■ **FONTE**
——

Amare lezioni di spicciola filosofia da imparare dagli ultimi. E rincuoranti confronti con i primi della classe. Anche loro con problemi, di altra natura certo, ma da ascoltare, da seguire, da guidare nei loro voli, nelle loro urgenze E i tanti alunni con disagi relazionali, linguistici, affettivi, comunicativi. E Domenico, padre di sé stesso, e Cassandra, orfana di madre e già matura con una nonna da accudire. E Valeria, bravissima a cimentarsi anche lei con testi poetici, ma anche lei con una enorme pena nel cuore. E Barbara, sua compagna di banco, altrettanto brava e altrettanto attenta. E Giacomo e Cesare a primeggiare per volare lontano…  Me li porto tutti nel cuore, senza fare distinzione alcuna, se non quella della urgenza della mia presenza, accogliente e attenta ad ogni loro disagio, nei giorni vissuti insieme. E anni lunghi vissuti nelle varie strutture scolastiche nei paesi più vicini al mio paese, dove non mi andava di insegnare, per intuibili motivi che è superfluo raccontare. Ma sempre con Parole da dire e da ascoltare e correggere e valutare a scuola e a casa. Parole con gli alunni, con gli insegnanti, con i Capi d’Istituto, con le famiglie. Con i genitori che venivano subito da me chiamati per “stringere un patto di alleanza" sui programmi da seguire insieme, sulle insolite metodologie che avevo in cuore di adottare, sulle valutazioni da fare in comune e persino le autovalutazioni da vivere a coronamento, nel bene e nel male, di ogni anno scolastico".

C’è un tempo per capire,

un tempo per scegliere,

un altro per decidere.

C’è un tempo che abbiamo vissuto,

l’altro che abbiamo perso

e un tempo che ci attende.

(Lucio Anneo Seneca)

——

■ **ESTRATTO DEL DATASET**
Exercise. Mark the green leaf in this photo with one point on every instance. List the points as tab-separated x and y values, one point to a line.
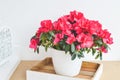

——

■ **LAVORO RICHIESTO**
1. Stabilisci se ciascuna affermazione concorda con la fonte, rispondendo sì o no e citando le parole decisive: (a) Cassandra è orfana di madre; (b) chi scrive chiamava i genitori solo alla fine dell'anno scolastico; (c) la citazione in chiusura è attribuita a Seneca.
2. Modifica il passo della fonte che comincia con "C’è un tempo per" e termina con "che ci attende.", mettendo "momento" al posto di "tempo".
Il materiale non ha alcun legame con il testo.

■ **RISPOSTE DATE**
1.
(a) Sì: "Cassandra, orfana di madre e già matura con una nonna da accudire".
(b) No: "Con i genitori che venivano subito da me chiamati".
(c) Sì: "(Lucio Anneo Seneca)".

2.
C’è un momento per capire,

un momento per scegliere,

un altro per decidere.

C’è un momento che abbiamo vissuto,

l’altro che abbiamo perso

e un momento che ci attende.